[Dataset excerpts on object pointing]
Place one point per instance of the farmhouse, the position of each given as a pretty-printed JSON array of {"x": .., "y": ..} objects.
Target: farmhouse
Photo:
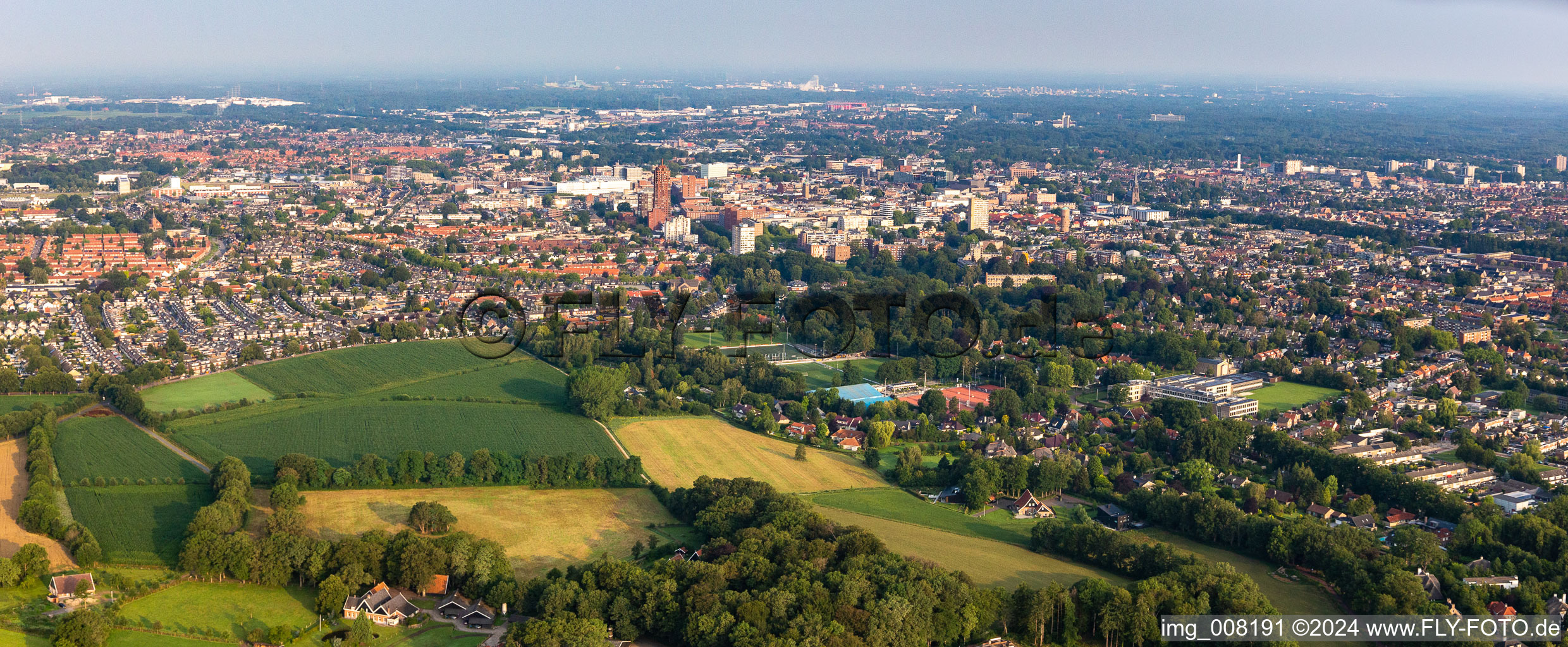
[
  {"x": 381, "y": 603},
  {"x": 71, "y": 586}
]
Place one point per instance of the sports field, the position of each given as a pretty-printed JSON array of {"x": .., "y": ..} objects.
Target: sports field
[
  {"x": 903, "y": 507},
  {"x": 678, "y": 450},
  {"x": 1286, "y": 596},
  {"x": 138, "y": 524},
  {"x": 367, "y": 400},
  {"x": 1291, "y": 396},
  {"x": 200, "y": 392},
  {"x": 988, "y": 563},
  {"x": 540, "y": 528},
  {"x": 233, "y": 608},
  {"x": 110, "y": 445}
]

* _WHAT TO PRODUCE_
Using the data above, print every line exactly, omitting pictures.

* _PROBLEM SOLUTION_
Place one point per instance of the farmhouse, the position of each given as a pretty-printed JSON array of {"x": .., "y": ..} objects.
Target: farmhouse
Photo:
[
  {"x": 381, "y": 603},
  {"x": 71, "y": 586}
]
Place one point per instance of the sports field, the position of each given as a pretty-printed JSON array of {"x": .., "y": ..} objects.
Target: sports field
[
  {"x": 903, "y": 507},
  {"x": 678, "y": 450},
  {"x": 1286, "y": 596},
  {"x": 138, "y": 524},
  {"x": 367, "y": 400},
  {"x": 1291, "y": 396},
  {"x": 200, "y": 392},
  {"x": 988, "y": 563},
  {"x": 540, "y": 528},
  {"x": 233, "y": 608},
  {"x": 110, "y": 445}
]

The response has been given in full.